FRAGMENTO SELECCIONADO:
· · ·

Cómo superar el desaliento

“La diferencia entre el éxito y el fracaso se encuentra en la actitud frente a los reveses, obstáculos, desalientos y otras situaciones de frustración”, D. Schuartz.

Se cuenta que, cierta vez, el diablo quiso retirarse de sus quehaceres diabólicos y puso en venta todas sus armas. Señaló un día y las exhibió públicamente con el precio en ellas.

Había una que sobresalía de entre todas por su elevado costo. Valía diez veces más que el artículo más caro. Esa herramienta era ‘el desaliento’. Cuando le preguntaron por qué tan alto el precio, él contestó: “Es la más útil que tengo. Ninguna otra ha sido tan eficaz”.

Según la fábula, el monto fue tan exorbitante que nadie la compró y el diablo sigue usándola.

¿Quién no ha experimentado los efectos de esta poderosa arma? Todos fuimos o somos víctimas del desánimo. Uno más, otros menos, pero en alguna oportunidad todos conocimos el poder del desaliento. Bunyan, autor del libro más vendido después de la Biblia, describía este tiempo de la vida como el ‘valle del desaliento’, un sitio profundo por el cual todo hijo de Dios, tarde o temprano, está obligado a pasar.

Muchos creen que el desánimo es propio de creyentes pocos consagrados. Sin embargo, la historia bíblica y la biografía de grandes hombres y mujeres de Dios demuestran lo contrario. En 1866 Carlos Spurgeon, el gran predicador inglés, sorprendió a su auditorio de más de cinco mil personas diciendo: “Estoy sujeto a depresiones espirituales terribles, espero que ninguno de ustedes llegue a tales extremos de desventura a los que he llegado”. Al final de sus días confesó que frecuentemente había pasado por oscuros valles de desaliento.

El mismo Lutero tenía acceso a la melancolía más profunda que lo llevaba a esconderse durante días, a punto tal que sus familiares habían quitado de la casa todo instrumento peligroso por miedo a que se lastimara. En uno de esos episodios su esposa Catalina entró en su habitación vestida de luto. Lutero preguntó alarmado: “¿Quién ha muerto?”. “Nadie”, dijo ella, “pero por la forma en que actúas pensaba que Dios se había muerto”.

En el pasaje de 1º Reyes 19:1-18 encontramos a un hombre de Dios totalmente desalentado. Elías fue uno de los más grandes profetas de Israel. Por su mano, Dios hizo maravillas. En una ocasión se enfrentó a cuatrocientos cincuenta profetas de Baal, los avergonzó públicamente y se burló de ellos cuando intentaban que su dios les respondiera. Mientras gritaban y saltaban alrededor del altar, se cortaban con cuchillos y lancetas para que corriera la sangre. “Griten”, decía con ironía Elías, “quizás está meditando, o tiene algún trabajo o va de camino, tal vez duerme y hay que despertarlo”. Una actitud intrépida considerando que los profetas de Baal eran una multitud.

Elías, en un despliegue de autoridad espiritual excepcional, oró a Dios y cayó fuego del cielo. Volvió a orar y no llovió por tres años. Con semejantes antecedentes uno esperaría encontrar a un profeta seguro de sí mismo. Pero no es así. Se nos dice que Elías era “un hombre sujeto a pasiones como las nuestras”, Santiago 5:17. Después de estar en la cumbre del triunfo más glorioso, cayó en el más hondo valle de la desesperación.

· · ·

LISTA DE FILAS:
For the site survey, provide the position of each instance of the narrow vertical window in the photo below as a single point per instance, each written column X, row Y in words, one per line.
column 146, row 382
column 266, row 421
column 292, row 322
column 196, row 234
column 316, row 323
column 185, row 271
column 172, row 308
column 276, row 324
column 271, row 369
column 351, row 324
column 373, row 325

· · ·

TAREAS PENDIENTES:
1: ¿Concuerdan con el fragmento las afirmaciones (a) el desaliento valía diez veces más que el artículo más caro, (b) alguien terminó comprando el desaliento y (c) Spurgeon habló ante un auditorio de menos de mil personas? Responde sí o no a cada una y cita las palabras decisivas del fragmento.
2: ¿Puedes reescribir el fragmento empezando por "Elías, en un" y siguiendo hasta "de la desesperación.", cambiando el nombre "valle" por "abismo"?

SOLUCIONES:
1:
(a) Sí: "Valía diez veces más que el artículo más caro."
(b) No: "nadie la compró y el diablo sigue usándola."
(c) No: "su auditorio de más de cinco mil personas."

2:
Elías, en un despliegue de autoridad espiritual excepcional, oró a Dios y cayó fuego del cielo. Volvió a orar y no llovió por tres años. Con semejantes antecedentes uno esperaría encontrar a un profeta seguro de sí mismo. Pero no es así. Se nos dice que Elías era “un hombre sujeto a pasiones como las nuestras”, Santiago 5:17. Después de estar en la cumbre del triunfo más glorioso, cayó en el más hondo abismo de la desesperación.